■ **Document**:
----------

Ce dynamisme est sans doute le reflet du regain d’activité qui gagne l’ensemble de la région. En Chine, même si les données pour le secteur manufacturier ne sont pas extrêmement positives, les directeurs d’achats sont davantage convaincus que la croissance est au rendez-vous qu’au début de 2015. Ils ont renoncé à leur déprime de la mi-2016, et leur confiance s’est généralement améliorée. Par ailleurs, les fournisseurs de services chinois se disent de plus en plus optimistes, et leur indice s’oriente à la hausse. D’ailleurs, ce chiffre devrait sans doute s’améliorer à mesure que les consommateurs de la Chine deviennent au fil du temps plus riches et plus confiants.
Singapour, qui fait office de baromètre régional, connaît ces derniers mois à un regain de ses exportations et de son activité manufacturière – et les directeurs d’achats emboîtent aussi le pas. Ils perçoivent une embellie inégalée depuis le rebond du début de 2013, soit après la récession. Les autres acteurs économiques sont plus optimistes, et on observe une modeste tendance à la hausse. Le récent sursaut constaté à Taïwan, à Hong Kong et au Vietnam est aussi révélateur d’augmentations dans la région, qui varient cependant en fonction des économies. Il est possible que l’on cherche encore à s’adapter aux cours plus faibles des produits de base et aux stocks excédentaires de produits bruts.

----------

■ **Données**:
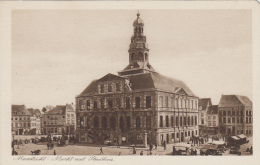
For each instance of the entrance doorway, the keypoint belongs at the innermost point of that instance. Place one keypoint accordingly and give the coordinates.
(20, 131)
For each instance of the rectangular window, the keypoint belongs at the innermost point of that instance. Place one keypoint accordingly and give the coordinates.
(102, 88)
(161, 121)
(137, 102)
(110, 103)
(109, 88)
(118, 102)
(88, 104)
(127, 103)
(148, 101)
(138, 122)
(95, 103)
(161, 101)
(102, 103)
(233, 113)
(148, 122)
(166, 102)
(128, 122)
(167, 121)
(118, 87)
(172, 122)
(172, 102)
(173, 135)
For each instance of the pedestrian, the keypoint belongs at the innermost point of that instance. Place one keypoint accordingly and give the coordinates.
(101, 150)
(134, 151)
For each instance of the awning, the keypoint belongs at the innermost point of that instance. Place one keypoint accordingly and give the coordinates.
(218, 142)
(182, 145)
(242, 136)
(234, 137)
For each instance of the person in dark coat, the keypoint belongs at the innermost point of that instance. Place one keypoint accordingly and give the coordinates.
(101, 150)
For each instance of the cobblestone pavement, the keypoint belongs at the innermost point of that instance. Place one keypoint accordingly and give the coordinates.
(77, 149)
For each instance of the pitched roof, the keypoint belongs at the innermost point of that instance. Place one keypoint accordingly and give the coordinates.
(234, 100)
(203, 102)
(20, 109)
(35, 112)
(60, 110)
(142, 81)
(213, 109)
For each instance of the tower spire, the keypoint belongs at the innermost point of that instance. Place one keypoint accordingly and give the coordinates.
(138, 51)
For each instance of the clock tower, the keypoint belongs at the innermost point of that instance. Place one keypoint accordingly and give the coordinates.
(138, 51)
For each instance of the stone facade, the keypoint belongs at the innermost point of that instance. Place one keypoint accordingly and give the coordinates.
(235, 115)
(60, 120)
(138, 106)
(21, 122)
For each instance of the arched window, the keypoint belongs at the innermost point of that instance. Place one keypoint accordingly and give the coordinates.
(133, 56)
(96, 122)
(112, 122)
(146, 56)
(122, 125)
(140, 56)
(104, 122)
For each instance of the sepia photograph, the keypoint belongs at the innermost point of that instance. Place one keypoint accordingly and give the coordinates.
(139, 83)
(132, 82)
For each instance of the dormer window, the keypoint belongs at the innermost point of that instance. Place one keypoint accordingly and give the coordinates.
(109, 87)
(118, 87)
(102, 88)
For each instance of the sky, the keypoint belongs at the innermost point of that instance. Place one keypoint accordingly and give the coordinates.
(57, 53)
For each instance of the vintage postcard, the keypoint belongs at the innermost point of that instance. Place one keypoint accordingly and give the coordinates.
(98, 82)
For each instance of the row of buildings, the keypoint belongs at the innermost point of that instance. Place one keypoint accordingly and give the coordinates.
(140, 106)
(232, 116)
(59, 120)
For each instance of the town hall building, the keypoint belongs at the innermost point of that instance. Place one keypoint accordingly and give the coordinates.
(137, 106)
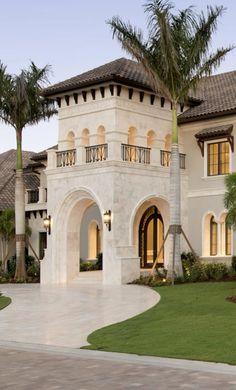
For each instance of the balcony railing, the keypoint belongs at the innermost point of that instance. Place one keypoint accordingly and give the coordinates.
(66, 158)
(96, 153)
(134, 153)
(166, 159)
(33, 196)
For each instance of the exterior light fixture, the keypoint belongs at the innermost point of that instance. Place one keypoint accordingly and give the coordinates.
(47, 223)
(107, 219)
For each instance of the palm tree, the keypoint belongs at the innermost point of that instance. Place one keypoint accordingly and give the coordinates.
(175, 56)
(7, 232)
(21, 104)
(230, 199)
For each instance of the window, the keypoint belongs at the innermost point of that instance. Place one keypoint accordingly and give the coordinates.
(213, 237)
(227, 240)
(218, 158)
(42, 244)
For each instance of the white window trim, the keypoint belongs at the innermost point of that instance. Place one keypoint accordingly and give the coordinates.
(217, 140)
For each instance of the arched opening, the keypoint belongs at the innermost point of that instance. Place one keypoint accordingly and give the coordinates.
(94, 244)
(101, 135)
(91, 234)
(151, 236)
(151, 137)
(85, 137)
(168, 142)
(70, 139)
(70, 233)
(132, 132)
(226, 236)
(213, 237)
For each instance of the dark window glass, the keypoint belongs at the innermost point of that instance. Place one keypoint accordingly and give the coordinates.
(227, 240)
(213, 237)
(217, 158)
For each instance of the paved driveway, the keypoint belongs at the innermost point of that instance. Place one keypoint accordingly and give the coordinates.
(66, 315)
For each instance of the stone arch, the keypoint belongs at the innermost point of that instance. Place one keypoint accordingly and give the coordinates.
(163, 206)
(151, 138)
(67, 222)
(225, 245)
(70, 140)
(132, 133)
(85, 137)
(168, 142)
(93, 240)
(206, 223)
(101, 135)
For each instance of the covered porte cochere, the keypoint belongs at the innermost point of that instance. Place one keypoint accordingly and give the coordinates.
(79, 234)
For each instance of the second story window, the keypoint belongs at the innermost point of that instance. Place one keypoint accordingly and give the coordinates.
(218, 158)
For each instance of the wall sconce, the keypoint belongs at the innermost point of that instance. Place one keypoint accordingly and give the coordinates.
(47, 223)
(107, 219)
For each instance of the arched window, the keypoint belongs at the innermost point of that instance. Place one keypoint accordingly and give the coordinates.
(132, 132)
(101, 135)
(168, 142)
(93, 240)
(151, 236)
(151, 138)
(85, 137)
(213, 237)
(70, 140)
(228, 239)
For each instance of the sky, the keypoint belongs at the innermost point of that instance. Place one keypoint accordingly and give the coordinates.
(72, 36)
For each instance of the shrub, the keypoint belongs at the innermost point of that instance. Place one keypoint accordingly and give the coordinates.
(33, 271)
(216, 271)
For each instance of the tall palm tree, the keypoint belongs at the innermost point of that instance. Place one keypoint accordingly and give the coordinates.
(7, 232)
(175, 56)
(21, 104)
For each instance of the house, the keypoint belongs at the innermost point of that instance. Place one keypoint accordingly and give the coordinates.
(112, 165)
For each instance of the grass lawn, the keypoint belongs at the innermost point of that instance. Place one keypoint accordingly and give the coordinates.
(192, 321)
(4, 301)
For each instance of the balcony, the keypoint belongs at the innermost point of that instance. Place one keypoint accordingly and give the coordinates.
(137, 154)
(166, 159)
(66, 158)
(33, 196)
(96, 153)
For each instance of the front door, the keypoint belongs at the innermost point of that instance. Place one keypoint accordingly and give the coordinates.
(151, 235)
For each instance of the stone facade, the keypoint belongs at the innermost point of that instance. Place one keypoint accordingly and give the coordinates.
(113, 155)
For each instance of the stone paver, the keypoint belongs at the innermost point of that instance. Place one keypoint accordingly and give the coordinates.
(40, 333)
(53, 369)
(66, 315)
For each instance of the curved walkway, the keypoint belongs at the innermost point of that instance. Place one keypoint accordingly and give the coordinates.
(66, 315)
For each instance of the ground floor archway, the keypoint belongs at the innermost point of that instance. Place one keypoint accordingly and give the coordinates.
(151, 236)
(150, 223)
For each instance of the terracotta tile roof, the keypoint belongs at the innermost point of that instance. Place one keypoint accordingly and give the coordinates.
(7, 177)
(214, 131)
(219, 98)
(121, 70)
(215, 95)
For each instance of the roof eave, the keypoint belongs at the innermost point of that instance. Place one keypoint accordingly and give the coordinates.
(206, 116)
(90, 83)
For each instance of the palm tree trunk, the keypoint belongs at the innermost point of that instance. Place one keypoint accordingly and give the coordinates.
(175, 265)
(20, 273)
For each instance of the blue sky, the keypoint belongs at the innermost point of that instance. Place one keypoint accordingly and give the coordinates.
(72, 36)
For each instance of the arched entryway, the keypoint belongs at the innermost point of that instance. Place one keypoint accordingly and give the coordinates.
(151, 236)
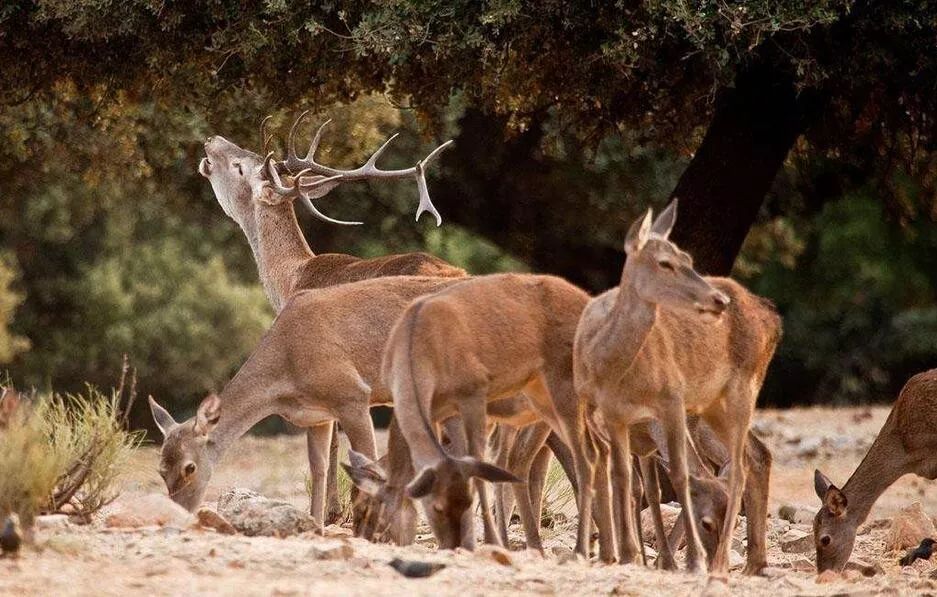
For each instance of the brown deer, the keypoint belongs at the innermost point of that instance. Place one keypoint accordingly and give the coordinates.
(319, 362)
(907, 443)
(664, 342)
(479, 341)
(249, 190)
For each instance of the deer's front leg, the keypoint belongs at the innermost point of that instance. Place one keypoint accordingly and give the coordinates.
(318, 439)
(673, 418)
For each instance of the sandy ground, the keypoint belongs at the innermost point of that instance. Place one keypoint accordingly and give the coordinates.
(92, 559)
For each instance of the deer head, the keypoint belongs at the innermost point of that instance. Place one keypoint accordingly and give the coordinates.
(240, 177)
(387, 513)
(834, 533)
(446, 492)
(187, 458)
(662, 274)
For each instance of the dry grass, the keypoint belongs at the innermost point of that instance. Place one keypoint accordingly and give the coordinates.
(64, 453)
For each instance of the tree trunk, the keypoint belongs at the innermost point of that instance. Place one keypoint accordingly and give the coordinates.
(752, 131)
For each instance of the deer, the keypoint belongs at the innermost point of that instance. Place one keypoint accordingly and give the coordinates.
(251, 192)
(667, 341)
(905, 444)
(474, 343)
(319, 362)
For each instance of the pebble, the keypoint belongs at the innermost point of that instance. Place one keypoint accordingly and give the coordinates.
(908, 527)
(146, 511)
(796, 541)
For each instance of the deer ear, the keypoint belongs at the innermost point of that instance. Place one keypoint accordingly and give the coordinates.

----------

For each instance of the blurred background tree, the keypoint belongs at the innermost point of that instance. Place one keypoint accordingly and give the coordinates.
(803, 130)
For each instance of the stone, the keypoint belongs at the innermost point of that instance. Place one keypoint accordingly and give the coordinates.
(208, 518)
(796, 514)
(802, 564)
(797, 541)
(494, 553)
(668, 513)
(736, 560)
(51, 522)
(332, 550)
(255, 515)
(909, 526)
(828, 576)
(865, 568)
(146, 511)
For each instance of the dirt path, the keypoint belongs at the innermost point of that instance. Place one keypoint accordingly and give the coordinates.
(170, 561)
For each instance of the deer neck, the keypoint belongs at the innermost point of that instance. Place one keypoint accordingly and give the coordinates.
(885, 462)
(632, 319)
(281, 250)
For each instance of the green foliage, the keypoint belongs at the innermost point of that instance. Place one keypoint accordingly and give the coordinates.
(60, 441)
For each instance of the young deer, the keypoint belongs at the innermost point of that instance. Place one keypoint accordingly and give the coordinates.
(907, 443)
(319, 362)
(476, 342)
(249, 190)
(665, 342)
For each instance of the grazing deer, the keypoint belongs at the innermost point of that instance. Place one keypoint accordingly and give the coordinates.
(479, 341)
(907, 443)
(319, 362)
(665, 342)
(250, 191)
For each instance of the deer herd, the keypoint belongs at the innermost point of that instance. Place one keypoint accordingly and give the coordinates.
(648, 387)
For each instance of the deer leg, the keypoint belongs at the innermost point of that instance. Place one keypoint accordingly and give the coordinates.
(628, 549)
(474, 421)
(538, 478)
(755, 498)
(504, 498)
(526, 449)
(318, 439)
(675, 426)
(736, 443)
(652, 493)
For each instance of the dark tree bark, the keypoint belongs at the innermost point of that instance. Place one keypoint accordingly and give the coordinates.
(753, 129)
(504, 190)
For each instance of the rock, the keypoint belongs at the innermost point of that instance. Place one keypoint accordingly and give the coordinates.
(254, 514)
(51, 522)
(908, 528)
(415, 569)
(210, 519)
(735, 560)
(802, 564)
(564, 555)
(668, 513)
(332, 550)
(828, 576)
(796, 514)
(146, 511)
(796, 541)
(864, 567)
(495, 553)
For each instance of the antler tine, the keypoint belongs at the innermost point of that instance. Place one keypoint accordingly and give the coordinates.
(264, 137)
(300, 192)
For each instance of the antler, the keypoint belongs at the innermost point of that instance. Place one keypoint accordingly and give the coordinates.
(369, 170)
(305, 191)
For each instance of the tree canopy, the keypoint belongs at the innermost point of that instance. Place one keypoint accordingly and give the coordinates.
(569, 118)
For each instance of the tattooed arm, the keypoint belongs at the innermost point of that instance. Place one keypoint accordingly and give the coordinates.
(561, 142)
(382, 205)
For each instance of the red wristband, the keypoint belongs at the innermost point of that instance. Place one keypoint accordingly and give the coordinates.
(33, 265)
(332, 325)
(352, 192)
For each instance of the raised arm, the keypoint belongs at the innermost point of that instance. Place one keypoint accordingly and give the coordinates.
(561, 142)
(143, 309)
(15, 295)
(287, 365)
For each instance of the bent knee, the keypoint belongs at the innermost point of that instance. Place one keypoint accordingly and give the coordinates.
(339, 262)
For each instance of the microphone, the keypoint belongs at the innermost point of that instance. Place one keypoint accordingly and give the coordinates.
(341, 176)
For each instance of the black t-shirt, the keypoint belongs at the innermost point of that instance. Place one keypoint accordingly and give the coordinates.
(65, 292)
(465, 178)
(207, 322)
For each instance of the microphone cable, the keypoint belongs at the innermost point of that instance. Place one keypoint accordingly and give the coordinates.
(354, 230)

----------

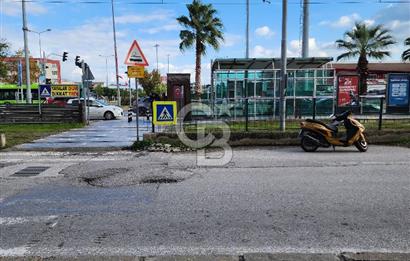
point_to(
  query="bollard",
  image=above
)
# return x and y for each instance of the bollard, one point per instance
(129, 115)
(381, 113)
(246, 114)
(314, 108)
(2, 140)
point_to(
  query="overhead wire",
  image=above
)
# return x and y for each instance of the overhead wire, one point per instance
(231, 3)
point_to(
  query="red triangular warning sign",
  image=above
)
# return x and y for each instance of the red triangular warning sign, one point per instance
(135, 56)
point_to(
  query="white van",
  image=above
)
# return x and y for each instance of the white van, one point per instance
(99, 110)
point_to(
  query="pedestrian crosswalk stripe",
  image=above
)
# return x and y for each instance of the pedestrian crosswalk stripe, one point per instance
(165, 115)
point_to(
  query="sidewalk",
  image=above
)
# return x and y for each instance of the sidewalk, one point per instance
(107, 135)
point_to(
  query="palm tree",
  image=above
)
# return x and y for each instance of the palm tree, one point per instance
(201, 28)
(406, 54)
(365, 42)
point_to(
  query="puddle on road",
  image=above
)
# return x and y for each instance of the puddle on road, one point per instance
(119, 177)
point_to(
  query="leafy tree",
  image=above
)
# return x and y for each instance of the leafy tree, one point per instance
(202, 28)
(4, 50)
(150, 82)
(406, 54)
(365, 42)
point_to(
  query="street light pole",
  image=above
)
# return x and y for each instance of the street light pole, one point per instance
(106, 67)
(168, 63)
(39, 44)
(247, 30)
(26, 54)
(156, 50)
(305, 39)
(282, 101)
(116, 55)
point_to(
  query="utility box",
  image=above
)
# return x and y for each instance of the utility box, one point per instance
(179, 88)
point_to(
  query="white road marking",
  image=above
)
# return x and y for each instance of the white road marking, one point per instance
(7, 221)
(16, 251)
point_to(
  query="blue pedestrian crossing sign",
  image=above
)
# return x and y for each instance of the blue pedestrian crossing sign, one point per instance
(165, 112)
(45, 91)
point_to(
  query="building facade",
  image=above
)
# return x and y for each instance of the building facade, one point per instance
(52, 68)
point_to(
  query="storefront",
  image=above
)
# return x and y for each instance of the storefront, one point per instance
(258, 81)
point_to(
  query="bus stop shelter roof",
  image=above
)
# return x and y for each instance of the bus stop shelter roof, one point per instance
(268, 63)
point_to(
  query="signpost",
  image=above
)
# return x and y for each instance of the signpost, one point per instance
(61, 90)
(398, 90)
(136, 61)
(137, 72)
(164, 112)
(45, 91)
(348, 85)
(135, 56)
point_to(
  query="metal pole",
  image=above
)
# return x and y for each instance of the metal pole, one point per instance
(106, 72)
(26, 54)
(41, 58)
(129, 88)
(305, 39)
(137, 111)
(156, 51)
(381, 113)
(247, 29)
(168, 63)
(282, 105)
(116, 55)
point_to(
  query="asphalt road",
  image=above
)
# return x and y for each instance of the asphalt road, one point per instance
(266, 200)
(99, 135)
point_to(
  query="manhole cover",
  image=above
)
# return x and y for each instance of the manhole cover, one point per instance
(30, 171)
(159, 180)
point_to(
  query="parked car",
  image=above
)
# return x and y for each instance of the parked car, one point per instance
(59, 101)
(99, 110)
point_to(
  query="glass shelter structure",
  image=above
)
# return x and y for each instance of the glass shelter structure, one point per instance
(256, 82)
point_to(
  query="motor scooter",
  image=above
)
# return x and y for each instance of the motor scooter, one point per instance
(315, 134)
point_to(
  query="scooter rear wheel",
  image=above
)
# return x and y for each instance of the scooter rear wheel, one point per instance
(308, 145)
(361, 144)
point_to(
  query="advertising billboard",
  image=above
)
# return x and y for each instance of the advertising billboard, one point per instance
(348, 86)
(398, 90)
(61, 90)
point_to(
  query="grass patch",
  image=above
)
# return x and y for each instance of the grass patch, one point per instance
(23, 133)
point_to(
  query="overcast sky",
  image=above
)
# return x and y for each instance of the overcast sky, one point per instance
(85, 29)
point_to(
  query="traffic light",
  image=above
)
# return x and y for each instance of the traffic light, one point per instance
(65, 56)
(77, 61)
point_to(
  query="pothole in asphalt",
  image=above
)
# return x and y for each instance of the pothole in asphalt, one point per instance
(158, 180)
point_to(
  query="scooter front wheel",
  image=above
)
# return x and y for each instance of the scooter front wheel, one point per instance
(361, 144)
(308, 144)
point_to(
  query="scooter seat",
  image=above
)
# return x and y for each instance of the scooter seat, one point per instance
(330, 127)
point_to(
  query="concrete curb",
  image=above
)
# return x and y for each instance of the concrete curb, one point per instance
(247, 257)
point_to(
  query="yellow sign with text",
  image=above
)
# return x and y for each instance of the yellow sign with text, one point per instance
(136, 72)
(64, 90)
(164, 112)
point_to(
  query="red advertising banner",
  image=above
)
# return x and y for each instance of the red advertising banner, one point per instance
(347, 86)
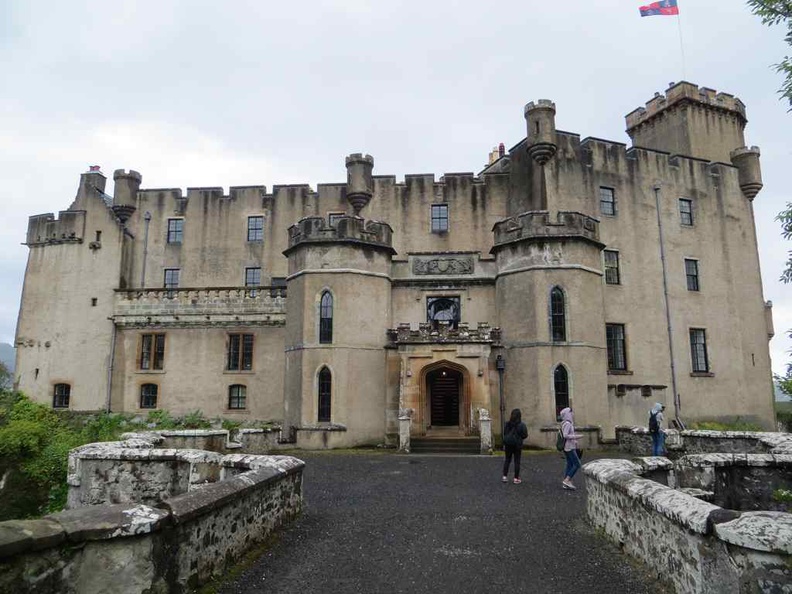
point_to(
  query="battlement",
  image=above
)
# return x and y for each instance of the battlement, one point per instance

----------

■ **Travail à faire**:
Réécrivez tout le passage du document sur la conjoncture asiatique, depuis « Singapour, qui fait » jusqu'à « de produits bruts. », en remplaçant « exportations » par « importations ». Appuyez-vous uniquement sur le document pour répondre.

■ **Corrigé détaillé**:
Singapour, qui fait office de baromètre régional, connaît ces derniers mois à un regain de ses importations et de son activité manufacturière – et les directeurs d’achats emboîtent aussi le pas. Ils perçoivent une embellie inégalée depuis le rebond du début de 2013, soit après la récession. Les autres acteurs économiques sont plus optimistes, et on observe une modeste tendance à la hausse. Le récent sursaut constaté à Taïwan, à Hong Kong et au Vietnam est aussi révélateur d’augmentations dans la région, qui varient cependant en fonction des économies. Il est possible que l’on cherche encore à s’adapter aux cours plus faibles des produits de base et aux stocks excédentaires de produits bruts.